**Serie di esercizi**
• A. Rispondi alle seguenti domande sulla testimonianza di Francesca, indicando ogni risposta con lo stesso numero della domanda:
(i) In che cosa Francesca aiutava M.?
(ii) In quale momento Francesca si sente con M. per rivedersi di persona?
(iii) Per quanto tempo tra i due non c'è stata una conversazione oltre ai semplici dialoghi funzionali all'apprendimento della lingua?
• B. Prosegui la testimonianza di Francesca a partire dall'ultima frase riportata.

**Testo dato**
-*-
Francesca

Francesca, da anni volontaria dell’associazione, descrive la bellezza dell’incontro e della relazione costruita con M. e riflette sulle conseguenze della chiusura totale e del distanziamento sociale dovuto al Covid19:

“Quest’estate, poco dopo la fine del lockdown, mi sento con M. per incontrarci di nuovo di persona. M. è il primo ragazzo che ho conosciuto con Popoli Insieme, lo aiutavo con l’italiano. Un ragazzo più o meno della mia età, timido, riservato, serio, diligente, con una grande voglia di farcela. All’inizio il suo muro di riservatezza non è stato facile da spezzare: per alcune settimane non abbiamo avuto una conversazione, oltre ai semplici dialoghi funzionali a imparare qualcosa di nuovo della lingua italiana.
-*-
**Dati forniti**

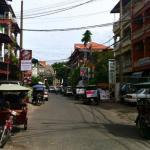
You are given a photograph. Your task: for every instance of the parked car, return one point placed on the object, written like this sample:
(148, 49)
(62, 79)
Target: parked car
(126, 88)
(52, 89)
(142, 93)
(68, 91)
(10, 82)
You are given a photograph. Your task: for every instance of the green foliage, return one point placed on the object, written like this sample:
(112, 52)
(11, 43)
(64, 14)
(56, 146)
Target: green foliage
(101, 65)
(86, 37)
(35, 61)
(50, 80)
(35, 80)
(74, 76)
(62, 71)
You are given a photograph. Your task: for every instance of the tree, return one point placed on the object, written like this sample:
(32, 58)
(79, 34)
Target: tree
(86, 37)
(101, 65)
(62, 71)
(74, 77)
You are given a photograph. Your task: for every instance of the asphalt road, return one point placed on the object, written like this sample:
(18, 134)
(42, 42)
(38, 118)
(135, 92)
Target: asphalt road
(65, 124)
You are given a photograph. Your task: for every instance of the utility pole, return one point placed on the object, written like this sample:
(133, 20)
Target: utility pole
(21, 25)
(121, 38)
(21, 38)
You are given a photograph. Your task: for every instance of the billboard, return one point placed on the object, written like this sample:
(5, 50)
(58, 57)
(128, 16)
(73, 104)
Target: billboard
(26, 60)
(112, 71)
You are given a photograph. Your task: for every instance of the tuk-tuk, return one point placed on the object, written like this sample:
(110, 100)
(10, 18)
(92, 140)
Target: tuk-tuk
(91, 95)
(80, 93)
(13, 99)
(38, 94)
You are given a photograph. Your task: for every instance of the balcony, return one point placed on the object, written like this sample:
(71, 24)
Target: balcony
(138, 33)
(126, 42)
(126, 17)
(116, 26)
(147, 28)
(137, 7)
(127, 68)
(116, 46)
(142, 62)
-*-
**Risposte per esercizio**
• A.
(i) Con l'italiano.
(ii) Quest'estate, poco dopo la fine del lockdown.
(iii) Per alcune settimane.

• B.
Ad un certo punto è stato trasferito in una nuova casa. Ogni mercoledì pomeriggio attraversavo Padova per essere accolta da lui in salotto con un bel bicchierone di the con il latte, oppure succo di frutta, oppure entrambi. E con noi c’era anche I., un ragazzo somalo suo coinquilino: arrivava sorridente con un altro bicchiere di the con il latte e una montagnetta di anacardi, o con degli involtini di carne, lo spuntino perfetto per le 4 del pomeriggio. Parlava zero italiano, non aveva voglia di fare lezione, ma si sedeva con noi.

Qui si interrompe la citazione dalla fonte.